━━ GIVEN TEXT ━━
Stuart News article

“All In The Family” Stuart News article Sunday Dec. 7, 1997 by Shelley Canupp

“Love of Music Bonds Three Generations Of Piano Tuners”

[Note: prices quoted in the article do not reflect current market value]

Some peoples’ eyes bug out when John Brower tells them how much it will cost to restore their grandmother’s old piano. They don’t realize what’s involved.

The average piano has 8,000 parts, some have 11,000. They usually are built from expensive woods. You don’t take one apart or even reglue a bit of loose veneer on one, unless you know what you’re doing.

Brower, 37, knows what he’s doing. He does this for a living. After a brief fling with sales, piano repair and restoration became the love of his life. And it’s a love that spans at least three generations of this Port St. Lucie family.

Pianos were the first thing John Brower ever turned his hand to.

He grew up in New Jersey with his Dad Adolph, a professional piano player and music teacher, mom and siblings.

Adolph Brower’s father was a piano tuner who worked in New York. As a boy Adolph, and his father rode the New York City subways to the homes of piano owners. “I have what they call a natural ear,” Adolph said. At the time, he said, a subway ride cost 5 cents and Morris Brower charged $6 to tune a piano.

“My whole family is musical,” said Adolph, who is 65 and retired, but still playing a little jazz on the ivories. “My mother (Rae) and my brother were both concert pianist.”

By the time they were teenagers, Adolph’s sons John and Frank, were working alongside their father. John played drums in  high school, but he eventually turned to the piano. Both boys studies at Tusting Piano Co. in Asbury Park, New Jersey.

Although he’s retired, Adolph regularly plays the piano at Disney’s Vero Beach Resort in Wabaso and at Helga’s Café in Stuart.
━━━
━━ DATA LINES ━━
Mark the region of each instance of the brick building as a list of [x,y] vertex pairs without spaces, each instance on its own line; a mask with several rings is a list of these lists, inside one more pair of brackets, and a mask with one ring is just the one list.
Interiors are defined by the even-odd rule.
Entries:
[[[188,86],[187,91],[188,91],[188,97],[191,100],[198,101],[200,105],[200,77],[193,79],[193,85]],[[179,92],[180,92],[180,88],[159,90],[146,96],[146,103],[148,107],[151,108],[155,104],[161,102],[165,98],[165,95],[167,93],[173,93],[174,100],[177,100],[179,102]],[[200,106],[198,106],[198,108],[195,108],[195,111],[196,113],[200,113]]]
━━━
■ SHORT EXERCISE A ■
List every member of the Brower family whom the Stuart News article identifies by name.
■ SHORT EXERCISE B ■
Rewrite the Stuart News article passage starting at "[Note: prices quoted" and ending at "realize what’s involved.", changing "restore" to "refinish".

■ TASK RESULT A ■
John Brower, Adolph Brower, Morris Brower, Rae, Frank

■ TASK RESULT B ■
[Note: prices quoted in the article do not reflect current market value]

Some peoples’ eyes bug out when John Brower tells them how much it will cost to refinish their grandmother’s old piano. They don’t realize what’s involved.